# TASKS TO CARRY OUT
**a)** Which chores does the writer of the blog post order her husband to do?
**b)** Answer these questions about the blog post:
(i) In which city was the writer working in July 2013?
(ii) What name was given to royal baby #2?
(iii) Roughly what share of the house does the writer say has been put back together?

[[ TEXT SHOWN, beginning ]]

36 weeks, the royal baby and other topics

Back in July of 2013 I was in London for work.  Prior to taking the trip I had just started my first pack of BCP’s for IVF #1 (the one that ended in spectacular failure of all shitty eggs).  The hotel we were staying at was literally (and I mean literally, you could see the craziness from my window) right next door to the hospital where Prince George was born and we were there that entire week.  So every day I had all the royal baby hoopla right in front of me as I started down our second year of infertility treatments.  I was bitter and hadn’t totally accepted the fact that we were now in club IVF that not only can’t get pregnant naturally, but couldn’t do it with drugs, timed intercourse, or 3 rounds of IUIs.  At the time I thought it ironic and a constant reminder of what we did not have.  Prince George was born on almost the last day of that trip and whenever I think about that trip I link it to many, many cocktails (we had a lot of fun with the team), the royal baby and the beginning of the IVF phase of our infertility ‘journey’.  I really hate the term journey, it makes it sound so lovely, perhaps infertility years of sadness, anger and booze would be a better description…

Fast forward to now, it’s May 2015 and Kate (because we are so tight as to be on a first name basis) just gave birth to royal baby #2.  And almost two years later and I am in a very different place in my life, here I sit, not in London but in Seattle, a little over 36 weeks pregnant.  Also, I’m glad that the name is Charlotte, I won’t lie I have been more than a little anxious (irrationally I realize) that they would have a girl and use one of the names that I have narrowed down to the top 3 for our baby girl.  The Royal Baby girl name top bets were on Alice which is a family name from my family that we are leaning towards, and I really don’t want my poor kid to have a million others with her name in her class in school (said by someone with a very common name from the 1980s).  Luckily it did not end up being Alice, but I’m sure there are others out there that have the beautiful name Charlotte picked out that are also a little annoyed today…

Speaking of hormones and other subjects.  I am 36 weeks as of yesterday.  And shit is now very real.  I have gone from counting down the days to the, holy fuck, we could actually have a baby any day now level of excitement and terror.  Terror mostly because we have been having our house renovated and it just finished a few days ago.  So now we have a room that is halfway setup, a crib and I would say about 70% of the house put back together but not enough for me to feel like everything is how I want it to be.  And I am a planner, a type-A organized, list making, person that if it were not for the renovations would have had all of this done a month ago.  So I am in ultra nesting and getting shit done mode – resulting in many angry (and amusing in hindsight, to me anyway) rants where I order my husband to do things like paint the front door, get window cleaners scheduled and do the yard work.  He logically tells me the baby does not care about things and I hysterically tell him that I fucking care and it had better get done.  Luckily he and I both realize the level of crazy (thank you IVF for training us well) and I laugh and he quietly just does whatever chore I have forced him to do.

[[ TEXT SHOWN, end ]]
[[ SUPPLIED ENTRIES, beginning ]]

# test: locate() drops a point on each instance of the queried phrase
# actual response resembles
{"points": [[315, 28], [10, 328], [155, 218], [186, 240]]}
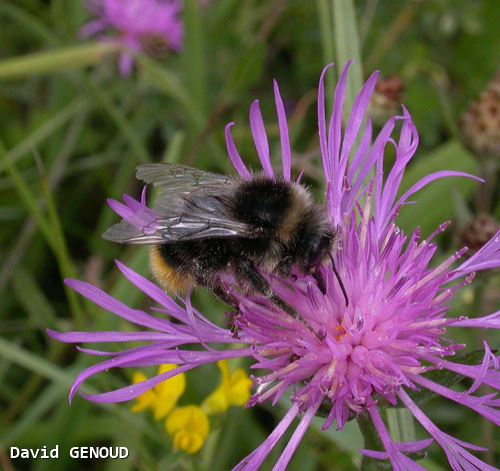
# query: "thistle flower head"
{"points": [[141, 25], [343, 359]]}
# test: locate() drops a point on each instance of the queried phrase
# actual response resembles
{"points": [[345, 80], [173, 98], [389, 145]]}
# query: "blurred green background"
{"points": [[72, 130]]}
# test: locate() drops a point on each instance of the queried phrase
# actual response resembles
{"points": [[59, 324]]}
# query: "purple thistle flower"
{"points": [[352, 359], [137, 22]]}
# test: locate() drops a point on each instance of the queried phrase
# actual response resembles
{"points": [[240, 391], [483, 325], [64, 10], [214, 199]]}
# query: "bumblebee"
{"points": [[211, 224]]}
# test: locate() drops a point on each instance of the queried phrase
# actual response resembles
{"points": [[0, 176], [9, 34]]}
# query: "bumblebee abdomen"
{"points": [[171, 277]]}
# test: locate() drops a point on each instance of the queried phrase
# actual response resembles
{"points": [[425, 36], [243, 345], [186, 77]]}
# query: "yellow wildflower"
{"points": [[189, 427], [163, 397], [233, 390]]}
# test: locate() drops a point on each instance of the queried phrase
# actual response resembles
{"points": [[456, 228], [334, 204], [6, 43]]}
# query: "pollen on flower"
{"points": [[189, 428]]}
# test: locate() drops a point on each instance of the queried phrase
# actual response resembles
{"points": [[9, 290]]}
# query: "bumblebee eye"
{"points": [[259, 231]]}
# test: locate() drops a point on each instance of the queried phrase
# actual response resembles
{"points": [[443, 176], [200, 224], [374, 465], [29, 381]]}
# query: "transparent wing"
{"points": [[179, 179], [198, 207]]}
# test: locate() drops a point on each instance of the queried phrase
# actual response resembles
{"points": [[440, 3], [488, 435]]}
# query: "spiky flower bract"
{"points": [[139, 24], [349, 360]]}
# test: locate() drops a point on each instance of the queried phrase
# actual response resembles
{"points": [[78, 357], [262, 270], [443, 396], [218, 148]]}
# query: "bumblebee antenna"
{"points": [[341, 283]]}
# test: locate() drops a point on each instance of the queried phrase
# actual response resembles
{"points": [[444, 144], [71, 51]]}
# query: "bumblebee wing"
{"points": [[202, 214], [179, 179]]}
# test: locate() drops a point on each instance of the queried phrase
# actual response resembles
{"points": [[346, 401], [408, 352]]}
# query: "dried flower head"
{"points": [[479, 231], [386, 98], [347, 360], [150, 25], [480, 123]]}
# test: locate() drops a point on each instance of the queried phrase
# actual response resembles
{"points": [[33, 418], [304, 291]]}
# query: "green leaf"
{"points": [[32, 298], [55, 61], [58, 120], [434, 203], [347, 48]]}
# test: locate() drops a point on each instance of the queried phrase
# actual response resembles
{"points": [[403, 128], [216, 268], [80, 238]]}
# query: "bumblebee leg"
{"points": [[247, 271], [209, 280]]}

[[ SUPPLIED ENTRIES, end ]]
[[ SUPPLIED ENTRIES, beginning ]]

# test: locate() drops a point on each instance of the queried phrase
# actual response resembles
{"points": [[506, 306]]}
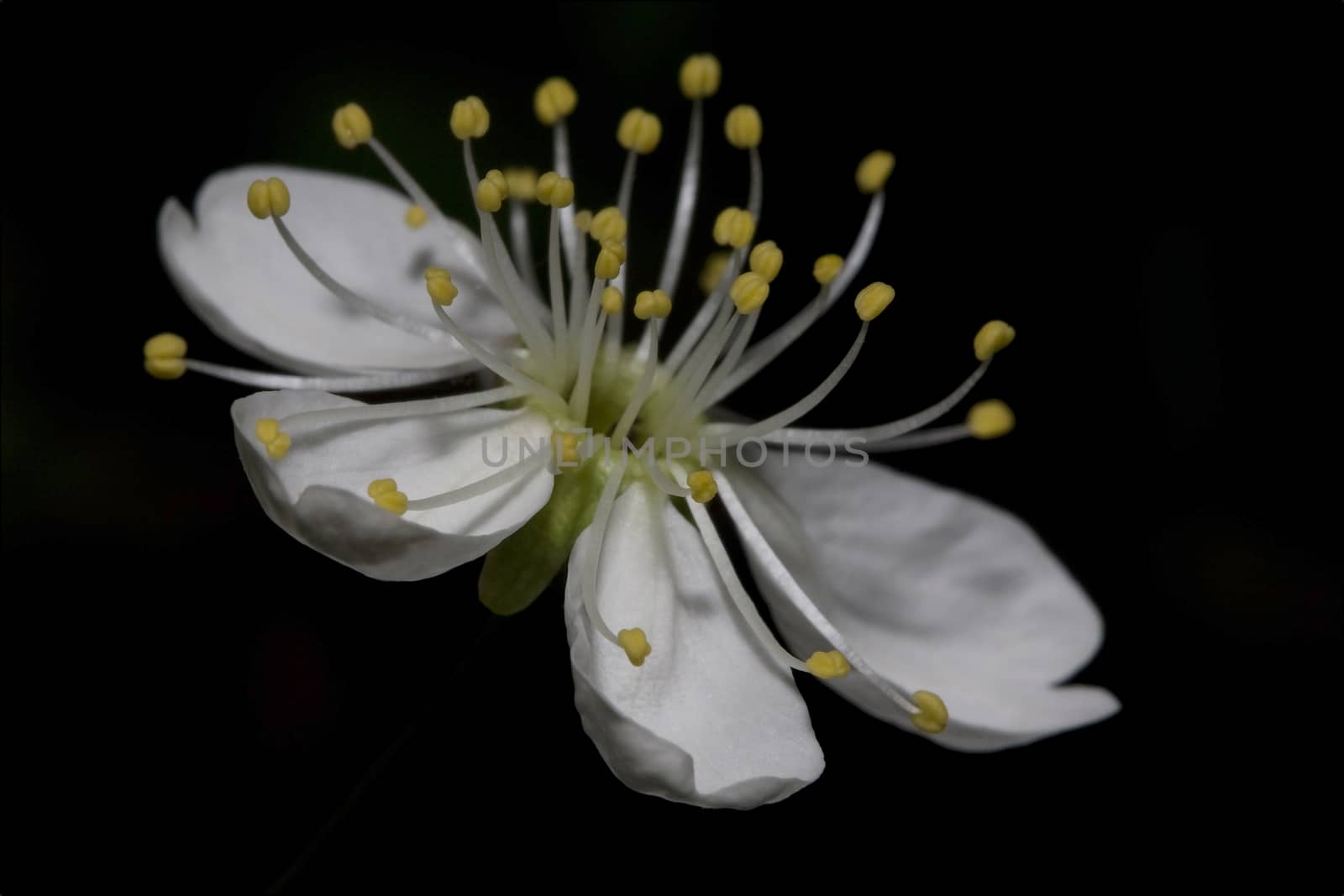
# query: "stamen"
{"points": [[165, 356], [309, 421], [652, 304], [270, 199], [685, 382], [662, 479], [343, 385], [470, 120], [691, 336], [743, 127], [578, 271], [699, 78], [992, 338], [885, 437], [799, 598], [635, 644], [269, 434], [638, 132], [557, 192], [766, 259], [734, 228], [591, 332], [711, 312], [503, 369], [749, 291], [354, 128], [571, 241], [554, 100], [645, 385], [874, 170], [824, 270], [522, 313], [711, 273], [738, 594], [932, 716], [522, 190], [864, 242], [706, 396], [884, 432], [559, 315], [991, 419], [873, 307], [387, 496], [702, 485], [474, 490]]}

[[ SUPPLIED ENTRIES, end ]]

# TASK-BY-TASK ANSWERS
**a)** Paint the front door, get window cleaners scheduled, and do the yard work.

**b)**
(i) London
(ii) Charlotte
(iii) About 70%